→ Problem statement: Revise the items starting at the line containing "of the **shrub**?" and ending at the line containing "[[[955,625],[665,277],[570,241],[503,235],[283,625]]]", replacing "tree silhouette" with "tree outline" and keeping everything else the same.

→ Outline annotation items:
╔══
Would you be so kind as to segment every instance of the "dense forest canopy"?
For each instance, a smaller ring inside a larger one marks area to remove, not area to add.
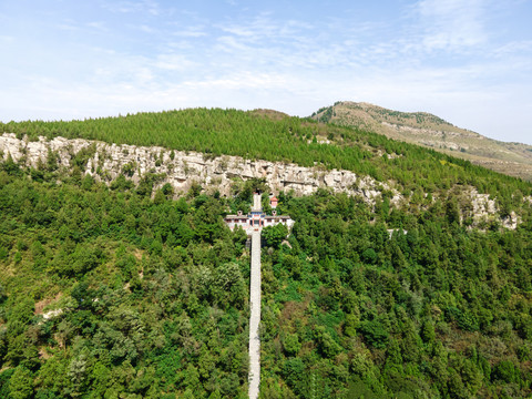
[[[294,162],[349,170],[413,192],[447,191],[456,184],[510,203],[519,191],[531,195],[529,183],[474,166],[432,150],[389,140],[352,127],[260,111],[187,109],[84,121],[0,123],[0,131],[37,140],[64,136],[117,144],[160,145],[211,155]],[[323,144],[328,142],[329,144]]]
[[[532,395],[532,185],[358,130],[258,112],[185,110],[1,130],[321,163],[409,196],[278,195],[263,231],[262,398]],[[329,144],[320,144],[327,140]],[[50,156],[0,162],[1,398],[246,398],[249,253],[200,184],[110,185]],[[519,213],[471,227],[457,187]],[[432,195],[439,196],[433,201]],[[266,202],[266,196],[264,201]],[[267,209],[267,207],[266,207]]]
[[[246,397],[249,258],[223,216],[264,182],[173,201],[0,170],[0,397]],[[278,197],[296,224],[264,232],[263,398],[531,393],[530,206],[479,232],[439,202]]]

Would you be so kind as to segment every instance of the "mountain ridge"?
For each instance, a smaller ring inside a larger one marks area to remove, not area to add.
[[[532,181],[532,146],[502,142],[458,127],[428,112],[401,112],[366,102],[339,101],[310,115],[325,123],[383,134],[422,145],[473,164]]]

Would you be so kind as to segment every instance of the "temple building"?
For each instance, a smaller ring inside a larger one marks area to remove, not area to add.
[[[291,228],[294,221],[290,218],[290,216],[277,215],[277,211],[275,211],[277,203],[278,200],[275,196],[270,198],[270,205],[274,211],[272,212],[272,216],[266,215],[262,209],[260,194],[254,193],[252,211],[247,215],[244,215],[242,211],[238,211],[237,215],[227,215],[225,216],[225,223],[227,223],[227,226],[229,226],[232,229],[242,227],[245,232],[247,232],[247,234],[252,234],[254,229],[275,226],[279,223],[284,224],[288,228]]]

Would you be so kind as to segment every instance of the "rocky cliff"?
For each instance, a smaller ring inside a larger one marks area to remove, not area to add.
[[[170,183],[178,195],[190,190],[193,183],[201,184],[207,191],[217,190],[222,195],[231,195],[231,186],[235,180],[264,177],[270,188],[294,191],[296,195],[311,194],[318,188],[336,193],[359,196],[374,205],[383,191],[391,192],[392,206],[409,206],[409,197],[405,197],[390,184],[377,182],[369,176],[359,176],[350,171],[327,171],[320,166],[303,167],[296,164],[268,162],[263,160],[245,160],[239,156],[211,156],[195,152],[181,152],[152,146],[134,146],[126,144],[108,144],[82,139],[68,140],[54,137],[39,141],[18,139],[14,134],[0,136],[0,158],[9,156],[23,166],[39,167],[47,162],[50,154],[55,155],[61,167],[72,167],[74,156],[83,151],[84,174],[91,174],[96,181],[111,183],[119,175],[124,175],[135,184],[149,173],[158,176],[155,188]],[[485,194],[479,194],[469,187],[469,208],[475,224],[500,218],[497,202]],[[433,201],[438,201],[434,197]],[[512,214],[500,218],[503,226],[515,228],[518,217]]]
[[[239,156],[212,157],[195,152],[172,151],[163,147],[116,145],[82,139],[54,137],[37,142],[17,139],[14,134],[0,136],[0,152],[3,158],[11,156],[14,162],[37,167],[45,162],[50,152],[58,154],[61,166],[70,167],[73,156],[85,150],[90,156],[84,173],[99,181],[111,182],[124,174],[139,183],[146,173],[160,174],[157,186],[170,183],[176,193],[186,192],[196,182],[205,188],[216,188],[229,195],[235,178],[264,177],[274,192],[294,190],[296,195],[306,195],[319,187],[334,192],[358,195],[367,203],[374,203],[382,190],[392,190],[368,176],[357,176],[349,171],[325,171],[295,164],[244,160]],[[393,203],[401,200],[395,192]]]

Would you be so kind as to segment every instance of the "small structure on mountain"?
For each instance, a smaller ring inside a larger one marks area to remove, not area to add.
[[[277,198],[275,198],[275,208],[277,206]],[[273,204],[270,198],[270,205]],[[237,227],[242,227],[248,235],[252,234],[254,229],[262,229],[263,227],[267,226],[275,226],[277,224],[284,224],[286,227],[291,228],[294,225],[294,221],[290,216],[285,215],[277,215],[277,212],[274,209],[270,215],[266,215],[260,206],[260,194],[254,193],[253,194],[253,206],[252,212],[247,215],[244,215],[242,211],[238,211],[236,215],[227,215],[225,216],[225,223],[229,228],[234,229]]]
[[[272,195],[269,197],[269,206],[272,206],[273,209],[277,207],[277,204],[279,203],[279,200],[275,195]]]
╚══
╔══
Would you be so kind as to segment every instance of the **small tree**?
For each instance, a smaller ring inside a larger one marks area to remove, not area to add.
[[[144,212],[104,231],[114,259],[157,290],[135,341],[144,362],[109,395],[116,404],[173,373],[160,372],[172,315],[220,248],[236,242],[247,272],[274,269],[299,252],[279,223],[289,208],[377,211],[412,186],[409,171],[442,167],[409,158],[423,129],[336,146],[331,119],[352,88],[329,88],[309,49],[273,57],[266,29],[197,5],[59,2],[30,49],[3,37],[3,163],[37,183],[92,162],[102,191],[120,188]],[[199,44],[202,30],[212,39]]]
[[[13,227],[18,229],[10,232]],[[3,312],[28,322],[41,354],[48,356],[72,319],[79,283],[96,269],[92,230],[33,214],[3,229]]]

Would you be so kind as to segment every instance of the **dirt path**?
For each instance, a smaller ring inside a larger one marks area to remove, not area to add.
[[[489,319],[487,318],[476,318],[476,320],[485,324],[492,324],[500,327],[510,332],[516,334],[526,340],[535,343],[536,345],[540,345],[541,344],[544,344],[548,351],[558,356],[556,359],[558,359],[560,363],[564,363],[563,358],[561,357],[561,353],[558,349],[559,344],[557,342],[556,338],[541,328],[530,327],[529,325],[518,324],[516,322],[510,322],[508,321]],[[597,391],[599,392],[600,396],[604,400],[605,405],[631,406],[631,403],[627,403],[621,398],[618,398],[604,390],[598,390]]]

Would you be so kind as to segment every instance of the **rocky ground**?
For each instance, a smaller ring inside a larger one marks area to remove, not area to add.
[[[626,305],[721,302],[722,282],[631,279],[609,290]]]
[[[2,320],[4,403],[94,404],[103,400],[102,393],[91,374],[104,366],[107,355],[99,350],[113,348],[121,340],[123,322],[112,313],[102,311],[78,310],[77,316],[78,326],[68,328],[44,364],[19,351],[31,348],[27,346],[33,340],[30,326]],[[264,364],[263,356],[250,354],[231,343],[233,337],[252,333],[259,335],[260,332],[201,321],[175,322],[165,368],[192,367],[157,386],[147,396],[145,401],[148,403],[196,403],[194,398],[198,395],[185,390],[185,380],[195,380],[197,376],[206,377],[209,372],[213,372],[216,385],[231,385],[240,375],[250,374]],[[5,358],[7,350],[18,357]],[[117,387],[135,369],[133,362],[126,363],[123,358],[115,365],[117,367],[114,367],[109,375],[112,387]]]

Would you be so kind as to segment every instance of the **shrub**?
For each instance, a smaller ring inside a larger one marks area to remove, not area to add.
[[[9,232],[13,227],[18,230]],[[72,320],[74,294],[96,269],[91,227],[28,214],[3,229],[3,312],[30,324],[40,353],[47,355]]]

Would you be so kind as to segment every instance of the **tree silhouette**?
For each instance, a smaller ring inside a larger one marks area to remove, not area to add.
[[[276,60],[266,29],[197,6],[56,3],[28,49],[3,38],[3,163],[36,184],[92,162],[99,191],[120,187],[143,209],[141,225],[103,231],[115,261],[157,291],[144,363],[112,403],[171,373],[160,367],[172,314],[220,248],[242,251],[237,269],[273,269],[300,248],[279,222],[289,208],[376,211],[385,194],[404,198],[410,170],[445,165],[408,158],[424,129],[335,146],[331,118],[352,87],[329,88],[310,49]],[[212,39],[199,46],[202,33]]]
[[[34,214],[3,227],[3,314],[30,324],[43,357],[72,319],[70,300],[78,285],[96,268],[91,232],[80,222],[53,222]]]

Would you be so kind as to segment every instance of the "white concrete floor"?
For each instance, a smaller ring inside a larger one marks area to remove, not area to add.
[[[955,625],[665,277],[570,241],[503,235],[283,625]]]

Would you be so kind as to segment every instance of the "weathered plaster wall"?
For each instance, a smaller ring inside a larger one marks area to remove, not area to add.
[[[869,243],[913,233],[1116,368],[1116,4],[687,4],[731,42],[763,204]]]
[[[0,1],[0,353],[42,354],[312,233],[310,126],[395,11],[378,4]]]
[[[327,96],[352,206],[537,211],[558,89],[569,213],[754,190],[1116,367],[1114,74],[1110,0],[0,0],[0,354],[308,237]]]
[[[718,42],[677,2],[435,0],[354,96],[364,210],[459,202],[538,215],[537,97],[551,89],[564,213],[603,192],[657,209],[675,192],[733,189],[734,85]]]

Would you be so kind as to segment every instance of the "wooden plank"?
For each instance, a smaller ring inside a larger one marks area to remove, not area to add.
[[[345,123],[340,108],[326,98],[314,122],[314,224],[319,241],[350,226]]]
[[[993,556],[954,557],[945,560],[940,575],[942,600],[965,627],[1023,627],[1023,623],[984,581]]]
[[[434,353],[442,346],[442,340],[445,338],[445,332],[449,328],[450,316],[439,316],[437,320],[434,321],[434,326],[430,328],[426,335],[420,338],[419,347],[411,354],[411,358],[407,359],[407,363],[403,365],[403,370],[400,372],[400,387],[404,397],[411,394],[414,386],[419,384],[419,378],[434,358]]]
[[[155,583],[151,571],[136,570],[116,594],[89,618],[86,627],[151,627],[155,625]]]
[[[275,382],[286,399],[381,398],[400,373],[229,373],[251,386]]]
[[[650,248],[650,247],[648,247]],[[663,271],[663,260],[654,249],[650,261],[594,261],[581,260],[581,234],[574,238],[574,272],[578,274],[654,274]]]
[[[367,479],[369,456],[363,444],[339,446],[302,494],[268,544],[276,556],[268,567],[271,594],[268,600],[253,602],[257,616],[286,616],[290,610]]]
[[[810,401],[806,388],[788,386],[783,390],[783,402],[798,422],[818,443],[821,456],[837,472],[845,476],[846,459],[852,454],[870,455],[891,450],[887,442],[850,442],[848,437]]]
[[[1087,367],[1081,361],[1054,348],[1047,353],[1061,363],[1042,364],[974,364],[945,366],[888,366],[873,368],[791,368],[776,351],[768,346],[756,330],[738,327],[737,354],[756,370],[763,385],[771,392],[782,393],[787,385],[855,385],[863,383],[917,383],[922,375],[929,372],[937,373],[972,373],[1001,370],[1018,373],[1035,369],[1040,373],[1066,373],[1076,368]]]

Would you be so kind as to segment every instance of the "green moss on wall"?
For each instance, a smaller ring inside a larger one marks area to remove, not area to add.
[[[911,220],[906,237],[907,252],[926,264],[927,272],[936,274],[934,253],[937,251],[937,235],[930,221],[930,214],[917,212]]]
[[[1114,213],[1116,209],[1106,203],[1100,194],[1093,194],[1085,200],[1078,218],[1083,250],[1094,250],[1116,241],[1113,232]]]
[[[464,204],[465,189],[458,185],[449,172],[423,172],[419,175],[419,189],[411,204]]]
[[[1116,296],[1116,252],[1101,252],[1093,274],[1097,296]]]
╚══
╔══
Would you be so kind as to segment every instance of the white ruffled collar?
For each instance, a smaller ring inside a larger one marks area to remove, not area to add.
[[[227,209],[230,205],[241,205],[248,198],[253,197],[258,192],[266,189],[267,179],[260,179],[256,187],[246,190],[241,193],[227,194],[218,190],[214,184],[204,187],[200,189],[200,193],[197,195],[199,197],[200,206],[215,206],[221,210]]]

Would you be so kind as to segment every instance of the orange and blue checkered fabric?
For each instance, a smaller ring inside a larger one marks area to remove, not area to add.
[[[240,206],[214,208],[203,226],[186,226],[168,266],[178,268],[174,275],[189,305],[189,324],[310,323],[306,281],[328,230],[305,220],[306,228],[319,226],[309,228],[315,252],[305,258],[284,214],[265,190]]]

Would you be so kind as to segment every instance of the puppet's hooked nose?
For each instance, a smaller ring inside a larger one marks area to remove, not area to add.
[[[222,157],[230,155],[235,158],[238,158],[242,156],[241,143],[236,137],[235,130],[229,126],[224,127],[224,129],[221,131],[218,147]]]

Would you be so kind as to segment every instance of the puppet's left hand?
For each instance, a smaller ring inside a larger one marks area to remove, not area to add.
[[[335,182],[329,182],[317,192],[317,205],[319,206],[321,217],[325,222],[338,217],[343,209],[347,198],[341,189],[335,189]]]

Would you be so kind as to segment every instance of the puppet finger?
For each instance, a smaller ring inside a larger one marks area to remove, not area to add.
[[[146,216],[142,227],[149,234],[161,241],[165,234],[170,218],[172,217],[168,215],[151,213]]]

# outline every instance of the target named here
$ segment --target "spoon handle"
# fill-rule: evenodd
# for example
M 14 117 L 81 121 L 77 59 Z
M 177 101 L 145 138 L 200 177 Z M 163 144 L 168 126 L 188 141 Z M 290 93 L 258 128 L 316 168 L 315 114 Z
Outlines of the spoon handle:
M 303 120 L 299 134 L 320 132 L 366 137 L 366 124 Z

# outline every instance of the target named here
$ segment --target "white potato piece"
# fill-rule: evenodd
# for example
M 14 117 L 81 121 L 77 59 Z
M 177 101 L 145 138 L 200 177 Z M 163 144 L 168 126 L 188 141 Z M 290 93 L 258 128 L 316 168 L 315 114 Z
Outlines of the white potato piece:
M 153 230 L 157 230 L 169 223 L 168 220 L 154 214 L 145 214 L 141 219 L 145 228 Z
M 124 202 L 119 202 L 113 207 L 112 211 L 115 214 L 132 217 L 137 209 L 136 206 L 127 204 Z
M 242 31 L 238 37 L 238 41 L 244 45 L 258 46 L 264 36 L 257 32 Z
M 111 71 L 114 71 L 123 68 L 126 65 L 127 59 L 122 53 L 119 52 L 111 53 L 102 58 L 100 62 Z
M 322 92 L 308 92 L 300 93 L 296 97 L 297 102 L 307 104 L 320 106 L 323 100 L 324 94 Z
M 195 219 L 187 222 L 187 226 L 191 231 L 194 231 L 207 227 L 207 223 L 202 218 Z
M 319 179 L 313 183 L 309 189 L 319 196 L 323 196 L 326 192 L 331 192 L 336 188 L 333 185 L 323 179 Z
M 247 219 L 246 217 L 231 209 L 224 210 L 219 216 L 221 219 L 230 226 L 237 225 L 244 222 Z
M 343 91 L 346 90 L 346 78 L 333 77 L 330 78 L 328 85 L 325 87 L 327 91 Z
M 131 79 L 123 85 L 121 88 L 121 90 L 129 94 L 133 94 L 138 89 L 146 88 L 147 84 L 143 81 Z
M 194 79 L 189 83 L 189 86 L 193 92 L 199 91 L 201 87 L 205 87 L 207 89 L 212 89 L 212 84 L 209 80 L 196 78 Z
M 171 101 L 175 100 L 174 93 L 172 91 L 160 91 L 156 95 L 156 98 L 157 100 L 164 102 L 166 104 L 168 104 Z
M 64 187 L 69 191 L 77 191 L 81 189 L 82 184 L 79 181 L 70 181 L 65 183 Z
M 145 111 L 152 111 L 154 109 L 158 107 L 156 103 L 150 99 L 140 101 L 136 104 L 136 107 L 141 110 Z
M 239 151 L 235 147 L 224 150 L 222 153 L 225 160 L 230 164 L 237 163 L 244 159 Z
╚══
→ Finished task:
Would you be so kind as to segment every instance of the **shrub**?
For each instance, a smaller ring inside a larger one marks area to remove, not area to add.
[[[9,232],[13,227],[18,230]],[[72,320],[74,294],[96,269],[91,227],[28,214],[3,229],[3,312],[30,324],[40,353],[47,355]]]

Would you be so kind as to segment every instance of the **tree outline**?
For each instance, a smaller ring inside a larger one marks area to remove, not area to add.
[[[276,60],[266,29],[197,6],[56,3],[28,49],[3,38],[3,163],[36,184],[92,162],[99,191],[120,187],[143,209],[141,225],[103,231],[115,261],[157,291],[144,363],[112,403],[171,373],[160,367],[172,314],[220,248],[242,251],[237,269],[273,269],[300,248],[279,222],[289,208],[376,211],[385,194],[404,198],[410,170],[445,165],[408,158],[424,129],[335,146],[331,118],[352,87],[329,88],[310,49]],[[212,39],[199,46],[202,33]]]
[[[34,214],[3,227],[3,314],[30,324],[43,357],[72,319],[70,300],[78,285],[96,268],[91,232],[80,222],[53,222]]]

Would you be so kind as to segment every instance of the "white concrete floor"?
For each instance, a smaller ring inside a larger one marks area to remove, not area to add.
[[[955,625],[665,277],[570,241],[503,235],[283,625]]]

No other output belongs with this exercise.